§ **Data**

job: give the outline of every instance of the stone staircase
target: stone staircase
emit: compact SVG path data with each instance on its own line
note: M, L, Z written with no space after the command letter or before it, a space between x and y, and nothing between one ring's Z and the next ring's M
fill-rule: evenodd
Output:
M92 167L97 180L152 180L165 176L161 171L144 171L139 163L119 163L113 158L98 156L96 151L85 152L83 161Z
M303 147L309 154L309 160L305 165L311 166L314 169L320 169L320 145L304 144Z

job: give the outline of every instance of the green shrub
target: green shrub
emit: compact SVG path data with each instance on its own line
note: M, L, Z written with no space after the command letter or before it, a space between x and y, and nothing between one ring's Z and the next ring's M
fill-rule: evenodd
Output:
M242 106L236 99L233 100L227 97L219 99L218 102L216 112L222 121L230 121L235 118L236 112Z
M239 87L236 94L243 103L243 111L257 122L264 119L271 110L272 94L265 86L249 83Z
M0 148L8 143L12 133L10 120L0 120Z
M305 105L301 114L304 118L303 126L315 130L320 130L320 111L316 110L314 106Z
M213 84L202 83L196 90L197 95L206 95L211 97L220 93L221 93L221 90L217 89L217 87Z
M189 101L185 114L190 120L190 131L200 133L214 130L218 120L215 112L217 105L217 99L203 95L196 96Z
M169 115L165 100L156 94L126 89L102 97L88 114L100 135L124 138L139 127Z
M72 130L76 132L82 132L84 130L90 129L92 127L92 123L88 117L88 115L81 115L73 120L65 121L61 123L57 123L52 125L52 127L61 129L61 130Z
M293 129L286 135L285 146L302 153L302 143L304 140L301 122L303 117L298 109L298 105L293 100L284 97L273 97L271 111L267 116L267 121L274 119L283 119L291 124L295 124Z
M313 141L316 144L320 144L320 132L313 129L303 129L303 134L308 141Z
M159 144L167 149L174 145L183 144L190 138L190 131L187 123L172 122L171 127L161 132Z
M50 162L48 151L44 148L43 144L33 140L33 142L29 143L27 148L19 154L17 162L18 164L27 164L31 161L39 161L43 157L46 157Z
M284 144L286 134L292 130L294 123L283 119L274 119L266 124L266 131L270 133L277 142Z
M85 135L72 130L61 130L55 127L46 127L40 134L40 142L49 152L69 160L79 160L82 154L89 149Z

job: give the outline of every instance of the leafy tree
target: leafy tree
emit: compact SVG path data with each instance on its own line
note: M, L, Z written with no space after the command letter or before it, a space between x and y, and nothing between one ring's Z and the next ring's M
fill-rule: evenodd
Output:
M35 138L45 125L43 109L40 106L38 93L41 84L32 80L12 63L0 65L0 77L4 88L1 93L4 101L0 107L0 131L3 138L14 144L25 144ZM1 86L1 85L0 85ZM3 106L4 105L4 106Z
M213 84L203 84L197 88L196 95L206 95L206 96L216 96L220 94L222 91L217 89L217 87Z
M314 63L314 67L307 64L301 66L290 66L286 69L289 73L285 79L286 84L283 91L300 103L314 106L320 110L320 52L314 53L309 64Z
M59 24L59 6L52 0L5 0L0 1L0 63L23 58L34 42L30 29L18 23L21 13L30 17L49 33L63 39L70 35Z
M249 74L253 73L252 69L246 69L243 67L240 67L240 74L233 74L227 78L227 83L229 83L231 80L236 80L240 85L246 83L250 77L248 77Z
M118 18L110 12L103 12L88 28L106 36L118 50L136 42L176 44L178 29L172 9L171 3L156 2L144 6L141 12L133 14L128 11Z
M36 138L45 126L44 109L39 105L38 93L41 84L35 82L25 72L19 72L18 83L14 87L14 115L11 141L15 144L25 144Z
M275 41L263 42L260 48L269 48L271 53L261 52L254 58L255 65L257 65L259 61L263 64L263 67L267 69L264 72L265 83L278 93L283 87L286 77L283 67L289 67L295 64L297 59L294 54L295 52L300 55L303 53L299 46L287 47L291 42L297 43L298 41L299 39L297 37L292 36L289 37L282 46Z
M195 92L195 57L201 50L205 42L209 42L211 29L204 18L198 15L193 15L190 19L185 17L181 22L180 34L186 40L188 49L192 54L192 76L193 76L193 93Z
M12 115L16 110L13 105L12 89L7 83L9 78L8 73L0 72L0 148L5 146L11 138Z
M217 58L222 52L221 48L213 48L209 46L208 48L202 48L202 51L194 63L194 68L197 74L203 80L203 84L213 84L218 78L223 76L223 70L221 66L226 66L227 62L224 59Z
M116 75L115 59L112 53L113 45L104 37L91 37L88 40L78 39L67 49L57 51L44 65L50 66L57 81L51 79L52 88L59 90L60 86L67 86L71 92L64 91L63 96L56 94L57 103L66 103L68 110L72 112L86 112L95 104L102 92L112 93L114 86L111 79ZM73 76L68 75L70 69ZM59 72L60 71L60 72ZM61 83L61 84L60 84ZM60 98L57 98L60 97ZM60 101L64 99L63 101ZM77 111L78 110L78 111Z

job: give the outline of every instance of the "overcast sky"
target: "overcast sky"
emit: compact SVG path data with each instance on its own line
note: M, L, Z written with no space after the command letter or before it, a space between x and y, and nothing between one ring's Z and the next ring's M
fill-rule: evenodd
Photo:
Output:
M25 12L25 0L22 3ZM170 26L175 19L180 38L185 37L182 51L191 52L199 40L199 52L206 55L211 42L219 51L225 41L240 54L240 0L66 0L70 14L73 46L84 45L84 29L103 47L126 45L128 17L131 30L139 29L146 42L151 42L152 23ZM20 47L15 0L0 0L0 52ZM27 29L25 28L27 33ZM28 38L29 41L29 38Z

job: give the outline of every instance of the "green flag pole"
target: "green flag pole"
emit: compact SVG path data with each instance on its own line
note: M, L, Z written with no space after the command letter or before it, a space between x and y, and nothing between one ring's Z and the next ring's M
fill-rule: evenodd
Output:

§ **Written request**
Copy out, without changes, the lines of the records above, starting at the line that contains "job: give the outline of every instance of the leafy" and stopping after the line that contains "M217 58L222 52L221".

§ **Full solution**
job: give the outline of every instance of the leafy tree
target: leafy tree
emit: compact SVG path data with each instance on its own line
note: M, L, Z written with no space after the command letter or before it, a space between x and y, and nothing between one ring's Z and the next ring's M
fill-rule: evenodd
Output:
M35 138L45 125L43 109L40 106L38 93L41 84L32 80L12 63L0 65L0 77L4 88L1 93L4 101L0 107L0 131L3 138L14 144L25 144ZM1 86L1 85L0 85ZM3 106L4 105L4 106Z
M213 84L203 84L197 88L196 95L206 95L206 96L216 96L220 94L222 91L217 89L217 87Z
M314 63L314 67L307 64L301 66L290 66L286 69L289 73L285 79L286 84L283 91L300 103L314 106L320 110L320 52L314 53L309 64Z
M59 24L59 6L52 0L5 0L0 1L0 63L23 58L34 42L30 29L18 23L21 13L30 17L49 33L63 39L70 35Z
M249 74L253 73L252 69L246 69L243 67L240 67L240 74L233 74L227 78L227 83L229 83L231 80L236 80L240 85L246 83L250 77L248 77Z
M118 18L110 12L103 12L88 28L106 36L118 50L136 42L176 44L178 29L172 9L171 3L156 2L144 6L141 12L133 14L128 11Z
M36 138L45 126L44 109L39 105L38 93L41 84L35 82L25 72L19 72L18 83L14 87L14 115L11 141L15 144L25 144Z
M275 41L263 42L260 48L269 48L271 53L261 52L254 58L255 65L257 65L259 61L263 64L263 67L267 69L264 72L265 83L278 93L283 87L286 77L283 67L289 67L295 64L297 59L294 54L295 52L300 55L303 53L299 46L287 47L291 42L297 43L298 41L299 39L297 37L292 36L289 37L282 46Z
M195 92L195 57L201 50L205 42L209 42L211 29L204 18L198 15L193 15L190 19L185 17L181 22L180 34L186 40L188 49L192 54L192 76L193 76L193 93Z
M12 115L16 110L13 105L12 89L7 83L9 78L8 73L0 72L0 148L5 146L11 138Z
M217 58L222 52L221 48L213 48L209 46L208 48L202 48L202 51L194 63L194 68L197 74L203 80L203 84L213 84L218 78L223 76L223 70L221 66L226 66L227 62L224 59Z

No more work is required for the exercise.